* SHORT TASK: Reproduce the data that follows in its entirety, character for character.
++++
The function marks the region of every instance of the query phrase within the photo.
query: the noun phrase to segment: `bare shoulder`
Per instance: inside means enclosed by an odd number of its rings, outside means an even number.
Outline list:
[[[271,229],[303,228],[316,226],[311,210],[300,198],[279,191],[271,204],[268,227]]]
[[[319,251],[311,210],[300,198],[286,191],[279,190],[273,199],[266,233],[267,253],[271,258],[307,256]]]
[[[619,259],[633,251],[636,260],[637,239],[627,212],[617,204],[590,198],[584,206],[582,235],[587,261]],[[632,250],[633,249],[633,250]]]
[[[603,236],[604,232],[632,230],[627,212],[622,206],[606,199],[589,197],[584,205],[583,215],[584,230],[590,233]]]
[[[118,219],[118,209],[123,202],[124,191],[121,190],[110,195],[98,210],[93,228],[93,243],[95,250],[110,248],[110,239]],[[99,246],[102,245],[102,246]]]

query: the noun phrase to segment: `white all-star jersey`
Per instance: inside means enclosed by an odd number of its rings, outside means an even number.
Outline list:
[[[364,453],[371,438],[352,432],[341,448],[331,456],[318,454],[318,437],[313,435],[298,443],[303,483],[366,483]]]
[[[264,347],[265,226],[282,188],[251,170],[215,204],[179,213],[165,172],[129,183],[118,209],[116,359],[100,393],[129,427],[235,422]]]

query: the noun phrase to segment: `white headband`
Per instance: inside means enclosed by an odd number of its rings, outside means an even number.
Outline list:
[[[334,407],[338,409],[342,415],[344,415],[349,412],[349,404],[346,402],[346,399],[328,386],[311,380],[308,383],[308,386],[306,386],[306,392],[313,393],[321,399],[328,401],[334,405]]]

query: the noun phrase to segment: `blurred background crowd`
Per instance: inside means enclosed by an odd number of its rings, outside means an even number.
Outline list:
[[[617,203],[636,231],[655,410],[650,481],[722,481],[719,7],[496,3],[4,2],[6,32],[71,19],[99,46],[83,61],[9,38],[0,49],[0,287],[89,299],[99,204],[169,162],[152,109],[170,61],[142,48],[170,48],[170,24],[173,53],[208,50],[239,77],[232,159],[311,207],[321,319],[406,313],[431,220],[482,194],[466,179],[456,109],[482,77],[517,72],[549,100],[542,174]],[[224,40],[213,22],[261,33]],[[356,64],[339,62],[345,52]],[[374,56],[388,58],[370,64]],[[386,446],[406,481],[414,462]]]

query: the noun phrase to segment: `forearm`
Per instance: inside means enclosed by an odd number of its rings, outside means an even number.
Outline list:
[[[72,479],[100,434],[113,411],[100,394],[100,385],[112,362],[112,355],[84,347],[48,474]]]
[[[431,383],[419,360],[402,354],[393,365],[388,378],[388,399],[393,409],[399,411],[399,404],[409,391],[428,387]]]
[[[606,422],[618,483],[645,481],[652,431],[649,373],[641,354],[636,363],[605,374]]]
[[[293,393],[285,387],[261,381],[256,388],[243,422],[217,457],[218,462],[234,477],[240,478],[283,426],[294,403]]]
++++
* SOLUTION FOR THIS EXERCISE:
The function marks the region of every instance of the query phrase within the photo.
query: the noun phrase to segment: `bare shoulder`
Per instance: inside means enclosed by an odd number of its rings, outside means an even number.
Outline list:
[[[271,229],[303,228],[316,226],[311,210],[300,198],[279,191],[271,204],[268,227]]]
[[[319,251],[311,210],[300,198],[286,191],[279,190],[273,199],[266,233],[267,253],[271,258],[307,256]]]
[[[619,259],[633,251],[636,260],[637,239],[627,212],[617,204],[590,198],[584,206],[582,235],[587,261]],[[632,250],[633,249],[633,250]]]
[[[603,236],[604,232],[632,230],[627,212],[622,206],[606,199],[589,197],[584,205],[583,215],[584,230],[590,233]]]
[[[118,219],[118,209],[123,202],[124,191],[121,190],[110,195],[98,210],[93,228],[93,243],[95,250],[110,248],[110,239]],[[99,246],[102,245],[102,246]]]

query: the noun phrase to segment: `white all-star jersey`
Per instance: inside means enclosed by an odd number of its rings, outside means an even number.
Outline list:
[[[364,453],[371,438],[352,432],[341,448],[331,456],[318,454],[318,437],[313,435],[298,443],[303,483],[366,483]]]
[[[264,347],[265,226],[282,188],[251,170],[215,204],[179,213],[165,172],[129,183],[118,209],[116,359],[100,393],[129,427],[235,422]]]

query: the noun phrase to segment: `white headband`
Per instance: inside means enclosed by an odd number of its rings, outside means an even number.
Outline list:
[[[334,407],[338,409],[342,415],[344,415],[349,412],[349,404],[346,402],[346,399],[328,386],[311,380],[308,383],[308,386],[306,386],[306,392],[313,393],[321,399],[328,401],[334,405]]]

query: the noun phrase to segment: `blurred background crowd`
Per instance: inside means enclosed by an odd number of its rings, outside means an even number.
Outline list:
[[[617,203],[636,231],[655,410],[650,481],[722,481],[719,7],[496,3],[4,2],[6,32],[71,19],[99,46],[83,61],[9,38],[0,49],[0,287],[89,299],[99,204],[169,162],[152,109],[170,61],[142,48],[170,48],[170,24],[173,53],[208,50],[239,77],[232,159],[311,207],[321,319],[406,313],[431,220],[482,194],[466,179],[456,109],[482,77],[517,72],[549,100],[542,174]],[[224,40],[213,22],[261,33]],[[356,64],[339,62],[345,52]],[[374,56],[388,58],[370,64]],[[386,446],[406,481],[414,462]]]

query: the noun phrase to segment: `forearm`
Per instance: inside means enclosed by an odd number of its rings, outside means an even number.
Outline list:
[[[72,479],[100,434],[113,411],[100,394],[100,385],[112,362],[112,355],[84,347],[48,474]]]
[[[431,383],[419,360],[402,354],[393,365],[388,378],[388,399],[393,409],[399,411],[399,404],[409,391],[428,387]]]
[[[606,422],[618,483],[645,481],[652,431],[649,373],[641,354],[636,363],[605,374]]]
[[[293,393],[285,387],[261,381],[256,388],[243,422],[217,457],[218,462],[234,477],[240,478],[283,426],[294,403]]]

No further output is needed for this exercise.